Starting with the line that contains "Report the position of every instance of the red" and going on through the line that contains "pixel 426 148", copy only those lines, requests included, and scale every coordinate in the answers by 0.3, rounding to whole numbers with halves going up. Keep the numbers in the requests and their format samples as they are.

DATA IN THIS EXERCISE:
──────────────────────────────

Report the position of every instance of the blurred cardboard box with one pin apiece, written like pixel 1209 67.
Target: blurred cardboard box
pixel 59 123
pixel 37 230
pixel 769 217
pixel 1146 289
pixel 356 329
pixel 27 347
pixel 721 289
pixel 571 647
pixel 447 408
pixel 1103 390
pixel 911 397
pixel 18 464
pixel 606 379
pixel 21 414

──────────────────────────────

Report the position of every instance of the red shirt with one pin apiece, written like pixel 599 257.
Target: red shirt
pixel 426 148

──────────────────────────────

REPLY TO THE EXERCISE:
Report the position of every instance of the red shirt with one pin apiece, written like pixel 599 257.
Target: red shirt
pixel 128 44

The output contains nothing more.